| EXTRACTED RECORDS |
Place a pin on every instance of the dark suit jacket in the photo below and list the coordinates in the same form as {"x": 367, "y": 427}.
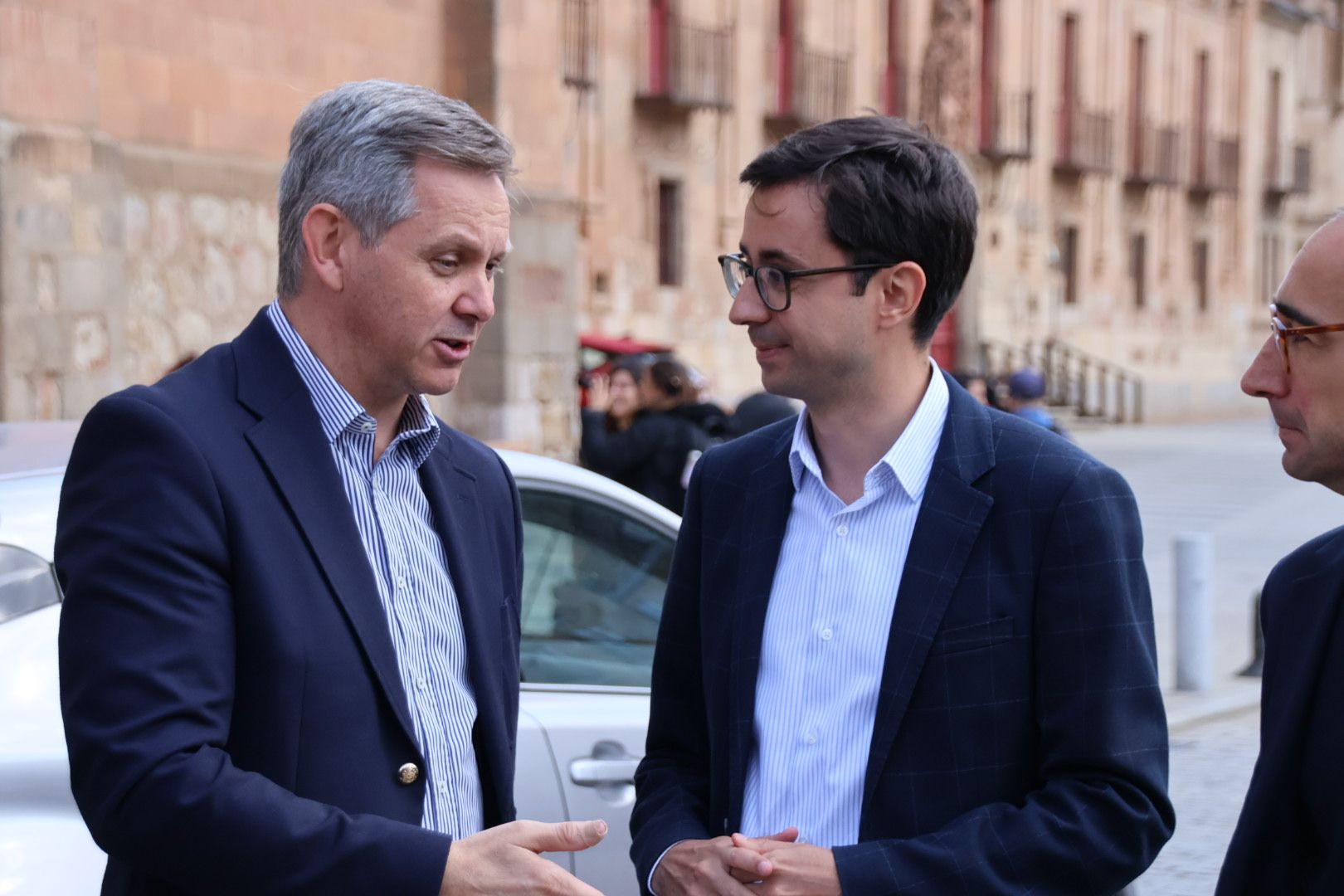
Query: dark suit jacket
{"x": 229, "y": 685}
{"x": 1291, "y": 835}
{"x": 1020, "y": 742}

| GOAL |
Rewrite the items above with "dark suit jacket" swapped for "black blazer" and everything else left unchanged. Leave out the pictures.

| WRITTEN RESPONSE |
Place a pin on every instance of the black blazer in the photo below and list the coordinates in the same form as {"x": 367, "y": 427}.
Query: black blazer
{"x": 229, "y": 685}
{"x": 1291, "y": 835}
{"x": 1020, "y": 742}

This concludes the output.